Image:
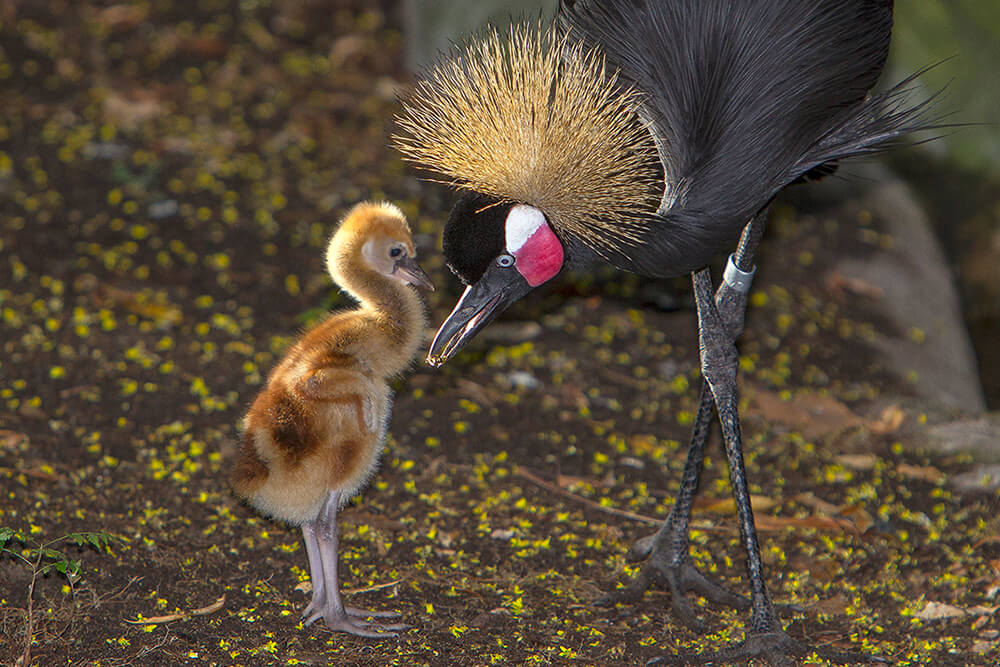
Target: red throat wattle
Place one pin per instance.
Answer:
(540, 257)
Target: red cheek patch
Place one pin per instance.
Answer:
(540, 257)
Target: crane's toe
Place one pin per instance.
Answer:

WHAT THE TASK REQUIRES: Copy out the lines above that hold the string "Target".

TASK RESPONSE:
Target: red throat wattle
Target: red cheek patch
Target: crane's toe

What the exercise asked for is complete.